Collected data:
========================================================================

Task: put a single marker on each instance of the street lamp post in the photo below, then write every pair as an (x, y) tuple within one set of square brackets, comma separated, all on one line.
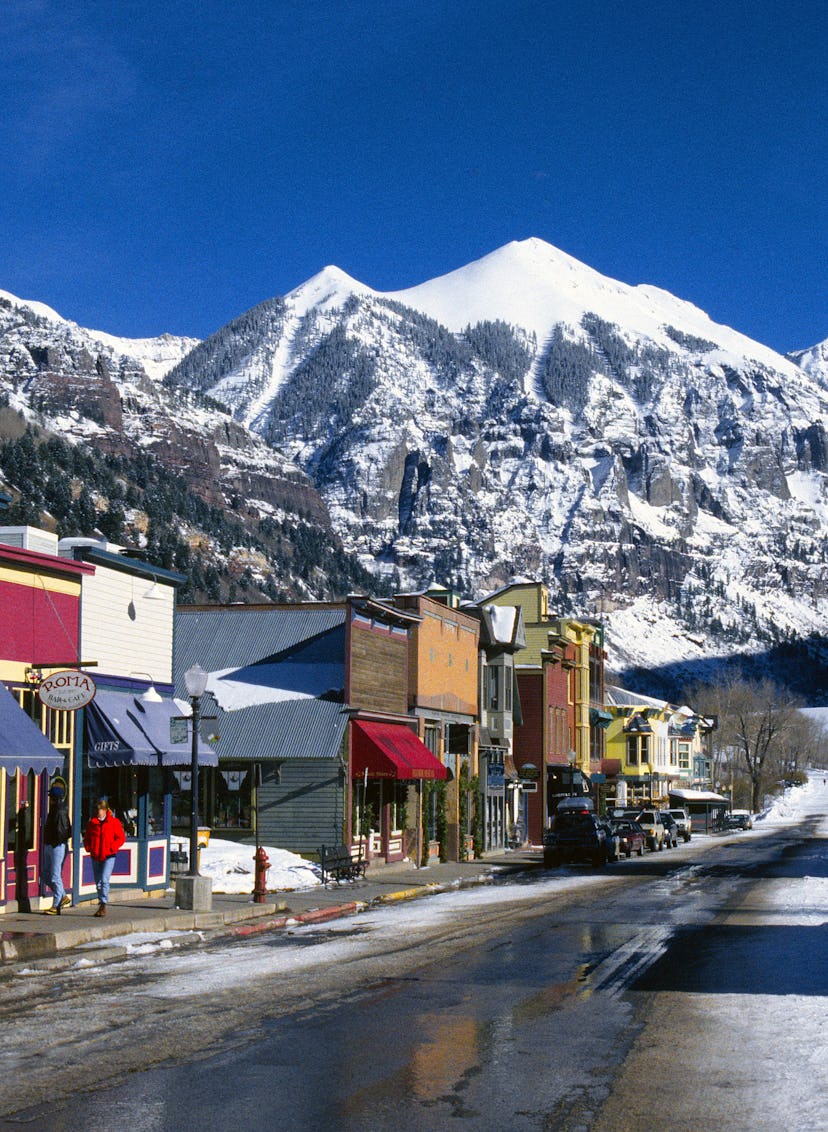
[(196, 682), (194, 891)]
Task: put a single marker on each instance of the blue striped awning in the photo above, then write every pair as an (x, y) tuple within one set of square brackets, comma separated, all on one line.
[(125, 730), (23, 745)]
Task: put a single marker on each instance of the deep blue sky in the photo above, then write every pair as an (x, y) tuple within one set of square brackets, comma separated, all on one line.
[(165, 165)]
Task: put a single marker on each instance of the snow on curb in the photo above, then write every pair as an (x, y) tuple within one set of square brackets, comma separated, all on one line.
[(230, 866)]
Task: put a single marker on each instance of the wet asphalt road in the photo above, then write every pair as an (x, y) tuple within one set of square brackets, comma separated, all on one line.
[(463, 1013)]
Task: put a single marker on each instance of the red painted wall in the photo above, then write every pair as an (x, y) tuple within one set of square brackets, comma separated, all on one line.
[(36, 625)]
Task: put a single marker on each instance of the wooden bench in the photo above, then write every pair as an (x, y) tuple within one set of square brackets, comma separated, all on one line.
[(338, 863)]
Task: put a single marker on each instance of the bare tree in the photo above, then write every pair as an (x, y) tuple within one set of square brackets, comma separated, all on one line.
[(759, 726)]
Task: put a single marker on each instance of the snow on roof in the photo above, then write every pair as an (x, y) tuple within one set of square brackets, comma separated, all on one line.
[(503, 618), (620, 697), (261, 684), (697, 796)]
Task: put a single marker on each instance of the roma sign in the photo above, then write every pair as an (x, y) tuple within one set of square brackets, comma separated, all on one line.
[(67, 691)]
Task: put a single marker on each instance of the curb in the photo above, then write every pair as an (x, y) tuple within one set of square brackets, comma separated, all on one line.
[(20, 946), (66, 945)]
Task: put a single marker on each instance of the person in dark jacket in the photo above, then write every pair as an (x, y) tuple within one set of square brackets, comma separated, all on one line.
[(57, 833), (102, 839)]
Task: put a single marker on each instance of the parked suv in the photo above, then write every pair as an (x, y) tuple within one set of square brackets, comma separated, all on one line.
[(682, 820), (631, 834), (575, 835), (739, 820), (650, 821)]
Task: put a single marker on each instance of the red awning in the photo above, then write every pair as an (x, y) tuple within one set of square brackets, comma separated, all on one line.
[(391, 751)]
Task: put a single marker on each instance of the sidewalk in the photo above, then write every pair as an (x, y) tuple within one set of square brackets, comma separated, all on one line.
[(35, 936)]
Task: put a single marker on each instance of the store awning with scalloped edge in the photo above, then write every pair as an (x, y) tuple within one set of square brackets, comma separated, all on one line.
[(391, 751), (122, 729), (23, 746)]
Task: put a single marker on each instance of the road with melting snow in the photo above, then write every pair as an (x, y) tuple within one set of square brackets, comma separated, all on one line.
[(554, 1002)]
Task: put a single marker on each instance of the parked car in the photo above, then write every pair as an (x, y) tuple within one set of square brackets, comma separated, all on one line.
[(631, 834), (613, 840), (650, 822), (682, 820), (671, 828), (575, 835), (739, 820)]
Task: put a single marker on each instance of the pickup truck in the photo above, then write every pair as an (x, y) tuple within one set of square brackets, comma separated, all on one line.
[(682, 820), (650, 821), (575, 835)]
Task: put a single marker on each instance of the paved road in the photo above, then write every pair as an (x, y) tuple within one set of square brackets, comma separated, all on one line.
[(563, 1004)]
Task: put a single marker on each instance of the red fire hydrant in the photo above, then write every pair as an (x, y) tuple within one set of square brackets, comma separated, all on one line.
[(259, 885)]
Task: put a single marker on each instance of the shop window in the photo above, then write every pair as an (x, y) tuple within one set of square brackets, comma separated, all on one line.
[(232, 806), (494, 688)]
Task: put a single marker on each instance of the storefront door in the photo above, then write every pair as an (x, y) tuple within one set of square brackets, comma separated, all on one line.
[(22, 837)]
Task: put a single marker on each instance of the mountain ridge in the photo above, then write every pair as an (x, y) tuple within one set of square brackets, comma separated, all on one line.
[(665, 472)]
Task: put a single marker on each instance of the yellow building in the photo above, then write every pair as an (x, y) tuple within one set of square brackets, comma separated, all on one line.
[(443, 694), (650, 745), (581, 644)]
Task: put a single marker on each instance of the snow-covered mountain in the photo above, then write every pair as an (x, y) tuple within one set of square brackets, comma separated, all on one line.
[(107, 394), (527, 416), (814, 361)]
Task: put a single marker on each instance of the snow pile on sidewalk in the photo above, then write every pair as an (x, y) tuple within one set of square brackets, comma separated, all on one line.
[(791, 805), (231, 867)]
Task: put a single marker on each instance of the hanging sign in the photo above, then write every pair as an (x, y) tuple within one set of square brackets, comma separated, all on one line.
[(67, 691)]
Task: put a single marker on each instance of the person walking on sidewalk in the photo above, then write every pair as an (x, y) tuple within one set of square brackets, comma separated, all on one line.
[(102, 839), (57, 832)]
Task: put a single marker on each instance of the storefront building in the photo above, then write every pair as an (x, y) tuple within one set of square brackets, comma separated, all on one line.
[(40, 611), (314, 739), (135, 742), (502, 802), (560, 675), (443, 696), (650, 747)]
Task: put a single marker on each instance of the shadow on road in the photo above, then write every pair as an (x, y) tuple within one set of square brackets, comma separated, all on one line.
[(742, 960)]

========================================================================

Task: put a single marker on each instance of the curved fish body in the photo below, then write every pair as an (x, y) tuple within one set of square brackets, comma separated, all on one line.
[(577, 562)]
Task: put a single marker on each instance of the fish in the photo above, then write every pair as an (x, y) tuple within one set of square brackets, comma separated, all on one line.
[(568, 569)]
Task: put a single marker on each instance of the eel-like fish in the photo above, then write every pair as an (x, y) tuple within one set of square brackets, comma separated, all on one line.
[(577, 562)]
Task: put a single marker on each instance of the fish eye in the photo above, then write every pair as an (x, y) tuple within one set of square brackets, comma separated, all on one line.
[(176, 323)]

========================================================================

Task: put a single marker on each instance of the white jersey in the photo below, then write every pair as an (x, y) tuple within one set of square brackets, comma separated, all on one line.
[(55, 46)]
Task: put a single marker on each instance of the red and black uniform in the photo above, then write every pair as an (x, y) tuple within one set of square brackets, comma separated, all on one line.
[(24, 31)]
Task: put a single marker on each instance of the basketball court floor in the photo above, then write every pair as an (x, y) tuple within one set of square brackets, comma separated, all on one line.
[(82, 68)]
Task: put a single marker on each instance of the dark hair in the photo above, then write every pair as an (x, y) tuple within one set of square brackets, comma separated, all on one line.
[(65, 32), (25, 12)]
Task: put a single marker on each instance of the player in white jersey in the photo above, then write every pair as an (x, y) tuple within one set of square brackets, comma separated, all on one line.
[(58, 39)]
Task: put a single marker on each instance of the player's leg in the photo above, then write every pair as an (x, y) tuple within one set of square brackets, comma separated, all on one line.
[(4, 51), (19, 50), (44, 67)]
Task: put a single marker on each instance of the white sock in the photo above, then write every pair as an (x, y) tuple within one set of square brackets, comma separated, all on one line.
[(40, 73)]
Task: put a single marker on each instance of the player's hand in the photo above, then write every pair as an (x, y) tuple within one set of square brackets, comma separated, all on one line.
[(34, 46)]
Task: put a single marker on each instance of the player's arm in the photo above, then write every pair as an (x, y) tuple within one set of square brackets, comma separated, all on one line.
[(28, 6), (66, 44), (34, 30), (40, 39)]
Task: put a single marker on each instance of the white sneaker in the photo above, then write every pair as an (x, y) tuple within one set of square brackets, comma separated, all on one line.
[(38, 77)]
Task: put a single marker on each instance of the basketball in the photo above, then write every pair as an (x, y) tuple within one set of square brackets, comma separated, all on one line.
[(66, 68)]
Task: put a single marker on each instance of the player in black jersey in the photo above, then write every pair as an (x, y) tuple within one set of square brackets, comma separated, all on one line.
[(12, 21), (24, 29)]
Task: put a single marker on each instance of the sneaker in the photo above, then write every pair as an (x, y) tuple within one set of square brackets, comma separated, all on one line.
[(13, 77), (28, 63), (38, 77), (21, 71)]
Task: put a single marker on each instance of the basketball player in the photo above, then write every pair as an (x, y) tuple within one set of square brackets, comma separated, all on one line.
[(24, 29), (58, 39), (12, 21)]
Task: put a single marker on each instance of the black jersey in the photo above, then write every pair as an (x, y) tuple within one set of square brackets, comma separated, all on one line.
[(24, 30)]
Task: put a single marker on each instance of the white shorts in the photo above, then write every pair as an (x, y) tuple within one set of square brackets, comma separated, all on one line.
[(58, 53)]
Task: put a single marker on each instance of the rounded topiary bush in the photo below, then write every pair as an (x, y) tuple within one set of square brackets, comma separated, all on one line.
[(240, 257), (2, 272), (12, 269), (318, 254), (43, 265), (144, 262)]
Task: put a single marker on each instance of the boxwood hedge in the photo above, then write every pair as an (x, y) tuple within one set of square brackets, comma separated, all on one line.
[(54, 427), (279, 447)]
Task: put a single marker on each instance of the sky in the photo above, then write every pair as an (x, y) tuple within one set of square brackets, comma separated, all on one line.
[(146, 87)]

========================================================================

The exercise: Rewrite the listing starting at the line containing "Task: put a single marker on each instance of the street" and ending at the line containing "[(196, 682), (194, 891)]", switching "street lamp post" to "lamppost" and keeping everything else the same. Leave the pictures out of your answer.

Task response:
Task: put a single marker on each instance of the lamppost in the photo below, then write every pair as an (x, y) tuple within one set of square brackets, comma separated, all on one line.
[(196, 682), (194, 891)]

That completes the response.